◆ **Extract provided**:
┄┄┄┄┄┄┄┄┄┄

When we were adopting out the Shadow Pups, people naturally wanted to know what kind of dogs they are. Unfortunately, I didn’t have any real answers to give them. Eurydice is obviously a German Shepherd mix, and her blocky skull means there might be some pit bull in there, but aside from that we just didn’t know. I based all of my guesses about their breed(s) on the dogs I’d seen running around with Eurydice around the time she would have gotten pregant. I’d seen her with a gigantic Mastiff – I mean, this dude was a two-hundred-pounder for sure – and with a lanky reddish hound that looked like a Vizsla mix. Image searches for both Shepherd+Mastiff mixes and Shepherd+Vizsla mixes revealed lots of dogs that looked like our puppies, so that’s what I told people.
Hermes’ new family was so curious about their giant stripey puppy’s family history, they sprung for a DNA test. The results came back on August 11th and they graciously shared the information with us. Turns out, I was way off.
Eurydice appears to be a 1/2 German Shepherd, 1/4 Staffordshire Terrier (closely related to the pit bull), 1/4 Bulldog mutt. Papa Doggo was a 1/2 Rottweiler, 1/4 Staffordshire Terrier, 1/4 Shar-Pei mutt. One of the other adoptive parents had suggested Shar-Pei because of their wrinkles, but I mostly dismissed it at the time; Mastiffs and Vizslas often have wrinkles, and it didn’t seem to me like these pups had those signature Shar-Pei folds.
Like I said: way off.
The good news is these breeds all make wonderful family pets. The bad news is, the traits they were bred for – extreme devotion to the pack (even for dogs) and protective behaviors – can lead to severe anxiety problems if not properly channeled.
We got Hermes’ DNA results on the 11th. On the 9th, Aleph’s adoptive parents contacted me to ask if we would take him back. He’d developed extreme separation anxiety, to the point where he’d start tearing up the house, even hurting himself in the process, if he was left alone for even a few minutes. Some of his stress was due to inconsistent training on their part; that, paired with his genetic tendency toward anxiety and his mother’s high-stress life on the street during her pregnancy, meant poor Aleph was almost guaranteed to act out.
Of course we took him back. I picked him up on the 14th. He didn’t seem to remember me, but he got into the car willingly enough. He cried for his owner for the first few minutes, until I began to sing the Puppy Monsters song. This is something I started singing to the Crystal Pups when I was ready to start chucking ’em out the window; it kept me from screaming at them (and undoing weeks of training) during difficult times, and it gradually became a signal to them that it was time to calm down.
Why are puppies so monsters?
Why are you so monsters all the time?
Why are puppies so MONSTERS?

┄┄┄┄┄┄┄┄┄┄

◆ **Source material**:
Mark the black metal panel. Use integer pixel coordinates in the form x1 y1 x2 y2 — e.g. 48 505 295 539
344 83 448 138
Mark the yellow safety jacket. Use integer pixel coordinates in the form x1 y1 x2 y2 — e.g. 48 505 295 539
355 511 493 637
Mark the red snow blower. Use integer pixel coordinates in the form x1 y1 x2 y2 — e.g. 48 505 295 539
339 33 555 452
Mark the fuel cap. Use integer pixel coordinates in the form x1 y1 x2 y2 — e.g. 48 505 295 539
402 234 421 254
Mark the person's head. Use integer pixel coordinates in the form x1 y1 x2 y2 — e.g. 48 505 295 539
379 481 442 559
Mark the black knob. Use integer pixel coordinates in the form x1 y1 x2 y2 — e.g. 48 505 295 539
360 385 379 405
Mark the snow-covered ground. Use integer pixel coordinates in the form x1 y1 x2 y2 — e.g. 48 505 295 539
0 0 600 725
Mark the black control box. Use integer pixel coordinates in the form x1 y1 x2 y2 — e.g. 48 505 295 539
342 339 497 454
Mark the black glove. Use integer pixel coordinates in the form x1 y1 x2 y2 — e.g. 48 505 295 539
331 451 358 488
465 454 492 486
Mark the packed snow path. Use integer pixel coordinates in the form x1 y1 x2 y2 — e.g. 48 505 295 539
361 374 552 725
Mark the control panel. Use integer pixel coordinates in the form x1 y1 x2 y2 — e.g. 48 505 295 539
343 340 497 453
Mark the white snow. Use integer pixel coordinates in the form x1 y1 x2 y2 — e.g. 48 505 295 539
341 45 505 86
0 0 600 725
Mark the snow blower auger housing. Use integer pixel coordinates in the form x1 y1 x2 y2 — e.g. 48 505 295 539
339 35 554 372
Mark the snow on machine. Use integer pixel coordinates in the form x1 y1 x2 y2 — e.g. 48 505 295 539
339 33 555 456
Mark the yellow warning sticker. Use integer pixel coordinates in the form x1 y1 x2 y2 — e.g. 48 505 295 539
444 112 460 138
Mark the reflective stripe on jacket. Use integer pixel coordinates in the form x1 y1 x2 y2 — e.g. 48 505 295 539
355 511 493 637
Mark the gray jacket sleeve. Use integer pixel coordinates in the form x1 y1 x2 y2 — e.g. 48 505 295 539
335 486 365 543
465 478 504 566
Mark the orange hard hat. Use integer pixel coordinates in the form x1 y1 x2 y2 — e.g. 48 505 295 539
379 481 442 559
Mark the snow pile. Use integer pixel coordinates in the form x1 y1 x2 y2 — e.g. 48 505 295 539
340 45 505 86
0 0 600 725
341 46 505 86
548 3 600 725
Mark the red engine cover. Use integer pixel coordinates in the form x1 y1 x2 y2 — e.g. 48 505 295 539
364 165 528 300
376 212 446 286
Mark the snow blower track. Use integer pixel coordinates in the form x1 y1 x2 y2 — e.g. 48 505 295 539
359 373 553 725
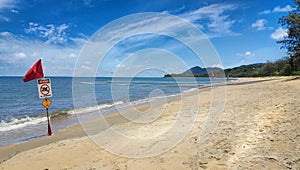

┄┄┄┄┄┄┄┄┄┄

◆ **Activity**: Continue the blog post about the Shadow Pups' DNA results and Aleph's return, picking up right after the line "Why are puppies so MONSTERS?"

◆ **Output**:
Puppies, don’t you know you’ve got me cryin’?
That’s it. That’s the whole thing. Sing the verse, repeat, repeat, repeat, until the dogs start to settle down. Maybe pet them if you aren’t, say, driving at the time. Let them know the song’s over by adding cha-cha-cha! at the end.
I gave it a shot, hoping it would calm Aleph a little bit. When I started on the third repetition, he stretched out in the back seat and relaxed. Every time I stopped, he’d freak out again. I sang that damn song for the entire drive home. A fender-bender had shut down traffic on a long stretch of the freeway, so a half-hour drive became an hour-plus drive…by the time I got back, my voice was shot. Not the best way to start a day I’d have to start retraining a 70-pound dog, but it kept him from wailing all the way home so I was pretty pleased overall.
Aleph has reintegrated into our pack easily enough, but his separation anxiety is pretty extreme. I closed him in my office – with plenty of praise and toys and treats – as a test a few hours after we got back, and after giving him a chance to see me close the other dogs in there for ten or fifteen minutes each so he’d know it wasn’t a punishment or some kind of torture reserved for him alone. I wanted to see how long he could stand to be alone.
The answer? Approximately 45 seconds.
That first time was at the end of a stressful day, so I’ve been trying the same tack a few times each day since. He’s up to approximately a minute.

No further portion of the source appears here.